> [READING TEXT]
>> start
/media-bias

code for the paper "Measuring Media Bias via Masked Language Modeling"

Primary LanguagePython

Measuring Media Bias via Masked Language Modeling

This repo covers an reference implementation for the following papers: Measuring Media Bias via Masked Language Modeling.

Overview

In this work, we present a model for mesuaring media bias via masked language modeling. Our approach includes:

  1. Fine-tune language model on the articles of each media outlet.
  2. Automatically generate masked prompts for the task of masked language modeling.
  3. Predict the masked token and calculate media bias based on the probability of masked token.

You can find more details of this work in our paper.

Experiment results

In this repo, we inlcude the train and dev datasets of all five topics, the predicted tokens for the masked prompts, and the performance reported in the paper. These results can be used directly for further research.

(1) Data

In the fodler ./data, we include all data used for our experiments. You can find the data for each topic and each media outlet in the following path:

./data/data_$topic/42/$media_outlet/no_augmentation/1

where $topic should be one of the 5 topics in our paper, and $media_outlet should be one of the 10 media outlets in our paper.
>> end
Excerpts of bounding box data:
>> start
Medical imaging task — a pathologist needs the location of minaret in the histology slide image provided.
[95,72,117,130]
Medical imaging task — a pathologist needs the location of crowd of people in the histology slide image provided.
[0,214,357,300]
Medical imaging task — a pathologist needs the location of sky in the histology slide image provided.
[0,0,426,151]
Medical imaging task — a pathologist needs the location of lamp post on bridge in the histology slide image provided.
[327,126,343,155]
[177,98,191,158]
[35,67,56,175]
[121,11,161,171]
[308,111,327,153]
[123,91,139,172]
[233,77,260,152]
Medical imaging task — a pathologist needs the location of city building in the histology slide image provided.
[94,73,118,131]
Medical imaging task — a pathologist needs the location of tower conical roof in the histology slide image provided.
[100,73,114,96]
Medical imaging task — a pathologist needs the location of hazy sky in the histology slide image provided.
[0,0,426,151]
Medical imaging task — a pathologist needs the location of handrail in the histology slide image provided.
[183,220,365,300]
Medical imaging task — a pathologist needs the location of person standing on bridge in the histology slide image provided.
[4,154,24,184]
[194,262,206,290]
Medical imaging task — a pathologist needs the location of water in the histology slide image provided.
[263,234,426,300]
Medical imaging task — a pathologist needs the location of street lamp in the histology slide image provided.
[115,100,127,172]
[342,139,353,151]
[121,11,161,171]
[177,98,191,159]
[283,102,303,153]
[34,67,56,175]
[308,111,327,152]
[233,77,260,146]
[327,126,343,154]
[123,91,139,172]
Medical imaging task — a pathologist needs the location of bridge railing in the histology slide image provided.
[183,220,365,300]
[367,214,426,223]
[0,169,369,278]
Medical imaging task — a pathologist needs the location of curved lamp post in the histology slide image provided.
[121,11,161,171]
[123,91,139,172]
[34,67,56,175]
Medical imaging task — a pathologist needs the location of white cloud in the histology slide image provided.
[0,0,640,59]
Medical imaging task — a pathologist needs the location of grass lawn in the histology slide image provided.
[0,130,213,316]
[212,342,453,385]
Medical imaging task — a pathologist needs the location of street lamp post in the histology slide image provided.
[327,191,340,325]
>> end
> [EXERCISE TASKS]
A. According to the media bias README, how many media outlets are covered in the paper?
B. Write out the part of the media bias README starting with "code for the" and going on through "each media outlet.", switching "media outlet" to "news source".
C. Continue the media bias README from the point where it stops.

> [RESPONSE LIST]
A. 10 media outlets.

B.
code for the paper "Measuring Media Bias via Masked Language Modeling"

Primary LanguagePython

Measuring Media Bias via Masked Language Modeling

This repo covers an reference implementation for the following papers: Measuring Media Bias via Masked Language Modeling.

Overview

In this work, we present a model for mesuaring media bias via masked language modeling. Our approach includes:

  1. Fine-tune language model on the articles of each news source.

C.
The masked tokens for the chosen topic are kept in the file:

./data/data_$topic/42/all/original/1/en.masked.bigram_outer

The ground-truth data can be found in:

    ./data/ground-truth

(2) Predicted Token

We keep the predicted token for each topic and media outlets in the following folder:

    ./log/$model_topic/$target_topic/42/mlm/bigram_outer/no_augmentation/1/json

where $model_topic means the topic we fine-tune the language model, and $target_topic is the topic we predict on. For in-domain experiments, the $model_topic and $target_topic should be the same, and for out-of-domain experiments, the $model_topic and $target_topic are different.

For the item in the file, it will include the unmasked instance, the masked position, the predicted tokens and its probability.

(3) Media bias performance

We keep the performance of meida bias in the folder:

    ./analysis/$model_topic/$target_topic/42/mlm/bigram_outer/

where $model_topic means the topic we fine-tune the language model, and $target_topic is the topic we predict on. In the record file, we record the performance with different ground-truth.

We also keep the sentence level performance in the file:

    ./analysis/$model_topic/$target_topic/42/mlm/bigram_outer/no_augmentation/1/correlation/tau/term_sentence_$ground-truth.json

where $ground-truth means the ground-truth dataset.

Running

In stead of using our results, you may aslo run the experiments by yourselves. You might use CUDA_VISIBLE_DEVICES to set proper number of GPUs. Before runing experiemnts, please back the following two folders: ./analysis and ./log

(1) Requirements

To run our code, please install all the dependency packages by using the following command:

pip install -r requirements.txt
chmod +x ./shell/*

NOTE: Different versions of packages (like pytorch, transformers, etc.) may lead to different results from the paper.

(2) Generate ground truth data

    python ./baseline.py

(3) Train language model

Our code is built on transformers and we use its 4.8.2 version. Other versions of transformers might cause unexpected errors.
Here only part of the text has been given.